Going down the listing below, print exactly each line from the one with "Practice. Indicate each instance of the cygnet white" up to and including the one with "x=859, y=171", and skip the rest.

### SOURCE MATERIAL:
::::::::::

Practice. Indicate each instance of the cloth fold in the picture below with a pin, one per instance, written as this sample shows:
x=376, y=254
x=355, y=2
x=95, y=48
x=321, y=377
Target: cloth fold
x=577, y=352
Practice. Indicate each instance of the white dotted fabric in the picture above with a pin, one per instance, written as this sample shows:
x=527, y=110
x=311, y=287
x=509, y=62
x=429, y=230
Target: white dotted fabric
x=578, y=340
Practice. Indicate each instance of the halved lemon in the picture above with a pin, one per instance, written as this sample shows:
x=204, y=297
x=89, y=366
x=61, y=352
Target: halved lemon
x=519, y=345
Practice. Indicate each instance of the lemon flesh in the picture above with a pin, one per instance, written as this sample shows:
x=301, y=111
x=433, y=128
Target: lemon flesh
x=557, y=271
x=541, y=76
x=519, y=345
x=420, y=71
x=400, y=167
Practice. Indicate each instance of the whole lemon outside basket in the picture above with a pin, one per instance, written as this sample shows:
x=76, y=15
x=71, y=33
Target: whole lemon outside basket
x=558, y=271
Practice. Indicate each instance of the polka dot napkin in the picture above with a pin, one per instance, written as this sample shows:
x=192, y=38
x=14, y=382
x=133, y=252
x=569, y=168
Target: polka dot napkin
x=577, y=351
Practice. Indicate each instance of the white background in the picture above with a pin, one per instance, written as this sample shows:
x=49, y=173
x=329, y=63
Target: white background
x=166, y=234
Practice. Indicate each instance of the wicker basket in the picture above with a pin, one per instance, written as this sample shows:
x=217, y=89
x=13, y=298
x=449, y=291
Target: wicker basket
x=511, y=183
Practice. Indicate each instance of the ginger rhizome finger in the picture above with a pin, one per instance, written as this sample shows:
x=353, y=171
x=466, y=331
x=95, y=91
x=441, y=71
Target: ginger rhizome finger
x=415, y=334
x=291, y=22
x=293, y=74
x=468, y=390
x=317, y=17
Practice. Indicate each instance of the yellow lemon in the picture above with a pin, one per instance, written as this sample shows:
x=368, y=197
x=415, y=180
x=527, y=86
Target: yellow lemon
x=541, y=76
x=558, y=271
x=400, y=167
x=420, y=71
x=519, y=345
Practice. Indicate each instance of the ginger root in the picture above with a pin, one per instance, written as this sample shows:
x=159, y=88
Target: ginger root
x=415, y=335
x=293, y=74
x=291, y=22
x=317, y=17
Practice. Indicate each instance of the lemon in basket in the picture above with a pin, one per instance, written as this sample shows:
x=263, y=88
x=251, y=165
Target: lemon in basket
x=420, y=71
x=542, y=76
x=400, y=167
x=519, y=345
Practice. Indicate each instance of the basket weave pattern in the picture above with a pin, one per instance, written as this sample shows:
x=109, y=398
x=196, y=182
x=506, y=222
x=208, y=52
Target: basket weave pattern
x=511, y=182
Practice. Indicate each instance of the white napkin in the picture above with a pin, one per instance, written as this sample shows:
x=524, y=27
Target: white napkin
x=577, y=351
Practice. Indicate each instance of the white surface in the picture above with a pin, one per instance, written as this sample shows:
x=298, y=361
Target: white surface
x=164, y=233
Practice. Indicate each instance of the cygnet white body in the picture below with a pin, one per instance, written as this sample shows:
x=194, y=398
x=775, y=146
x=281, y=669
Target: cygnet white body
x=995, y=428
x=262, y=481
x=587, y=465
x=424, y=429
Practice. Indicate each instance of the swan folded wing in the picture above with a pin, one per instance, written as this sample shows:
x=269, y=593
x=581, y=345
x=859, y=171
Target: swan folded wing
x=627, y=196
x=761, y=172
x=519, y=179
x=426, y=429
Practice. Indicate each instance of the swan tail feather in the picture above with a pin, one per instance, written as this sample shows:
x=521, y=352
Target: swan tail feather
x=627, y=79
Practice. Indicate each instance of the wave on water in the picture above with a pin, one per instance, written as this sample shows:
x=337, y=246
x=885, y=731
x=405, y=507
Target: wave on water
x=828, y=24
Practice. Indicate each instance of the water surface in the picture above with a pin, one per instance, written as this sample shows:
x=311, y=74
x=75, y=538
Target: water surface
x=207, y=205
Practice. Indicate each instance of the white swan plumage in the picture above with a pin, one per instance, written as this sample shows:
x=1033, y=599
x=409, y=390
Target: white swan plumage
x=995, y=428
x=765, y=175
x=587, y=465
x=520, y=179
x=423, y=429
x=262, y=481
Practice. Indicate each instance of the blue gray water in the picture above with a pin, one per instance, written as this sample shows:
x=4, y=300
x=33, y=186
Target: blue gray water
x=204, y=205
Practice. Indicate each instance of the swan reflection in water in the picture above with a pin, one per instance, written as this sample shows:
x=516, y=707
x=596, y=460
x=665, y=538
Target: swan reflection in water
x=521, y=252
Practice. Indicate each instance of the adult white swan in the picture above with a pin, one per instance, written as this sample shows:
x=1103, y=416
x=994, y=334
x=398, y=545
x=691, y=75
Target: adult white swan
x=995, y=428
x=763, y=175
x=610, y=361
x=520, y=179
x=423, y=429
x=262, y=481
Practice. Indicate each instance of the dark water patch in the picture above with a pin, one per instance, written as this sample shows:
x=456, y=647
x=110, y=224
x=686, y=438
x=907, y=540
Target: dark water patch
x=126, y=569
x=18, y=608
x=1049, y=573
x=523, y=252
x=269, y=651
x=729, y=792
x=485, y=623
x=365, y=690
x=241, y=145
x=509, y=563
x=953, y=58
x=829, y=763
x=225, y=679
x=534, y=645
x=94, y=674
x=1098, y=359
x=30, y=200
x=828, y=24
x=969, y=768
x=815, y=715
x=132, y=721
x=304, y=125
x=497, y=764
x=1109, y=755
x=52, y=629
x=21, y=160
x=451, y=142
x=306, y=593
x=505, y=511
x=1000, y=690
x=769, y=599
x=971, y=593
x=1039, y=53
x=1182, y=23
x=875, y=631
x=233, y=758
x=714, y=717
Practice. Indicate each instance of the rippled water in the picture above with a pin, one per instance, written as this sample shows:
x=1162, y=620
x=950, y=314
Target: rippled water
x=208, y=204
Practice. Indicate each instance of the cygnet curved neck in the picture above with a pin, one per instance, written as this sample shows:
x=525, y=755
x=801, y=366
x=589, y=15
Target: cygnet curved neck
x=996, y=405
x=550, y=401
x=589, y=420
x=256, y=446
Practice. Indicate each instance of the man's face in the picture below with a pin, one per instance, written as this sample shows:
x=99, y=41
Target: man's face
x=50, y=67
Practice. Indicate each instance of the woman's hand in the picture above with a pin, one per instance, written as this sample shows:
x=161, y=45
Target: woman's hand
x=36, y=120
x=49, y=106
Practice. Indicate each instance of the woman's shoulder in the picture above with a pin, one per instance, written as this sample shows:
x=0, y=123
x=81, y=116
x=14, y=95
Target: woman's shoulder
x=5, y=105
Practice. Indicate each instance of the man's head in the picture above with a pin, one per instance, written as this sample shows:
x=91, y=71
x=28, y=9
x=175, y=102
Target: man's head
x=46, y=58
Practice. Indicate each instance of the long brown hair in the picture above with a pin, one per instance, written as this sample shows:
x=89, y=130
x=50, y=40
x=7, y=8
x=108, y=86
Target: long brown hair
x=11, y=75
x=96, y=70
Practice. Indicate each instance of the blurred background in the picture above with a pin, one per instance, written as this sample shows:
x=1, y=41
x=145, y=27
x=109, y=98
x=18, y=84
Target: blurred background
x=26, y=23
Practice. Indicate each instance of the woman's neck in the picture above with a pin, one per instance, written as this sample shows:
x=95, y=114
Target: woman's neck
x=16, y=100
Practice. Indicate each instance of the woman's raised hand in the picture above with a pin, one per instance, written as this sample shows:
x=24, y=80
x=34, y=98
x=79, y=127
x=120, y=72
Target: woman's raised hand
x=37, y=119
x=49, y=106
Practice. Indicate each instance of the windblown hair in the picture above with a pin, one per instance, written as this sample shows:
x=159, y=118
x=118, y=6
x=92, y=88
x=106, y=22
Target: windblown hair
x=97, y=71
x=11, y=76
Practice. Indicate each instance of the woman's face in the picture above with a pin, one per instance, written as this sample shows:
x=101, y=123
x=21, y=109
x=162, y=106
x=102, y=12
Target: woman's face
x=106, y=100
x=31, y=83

::::::::::

### YOUR RESPONSE:
Practice. Indicate each instance of the cygnet white body in the picture below with a pin, one per instance, written as this sample shows:
x=194, y=398
x=775, y=146
x=281, y=669
Target: cygnet white body
x=995, y=428
x=262, y=481
x=587, y=465
x=424, y=429
Practice. Indicate each instance of the swan folded wing in the picture above with a pin, one per instance, written as this sample shows:
x=269, y=593
x=581, y=345
x=859, y=171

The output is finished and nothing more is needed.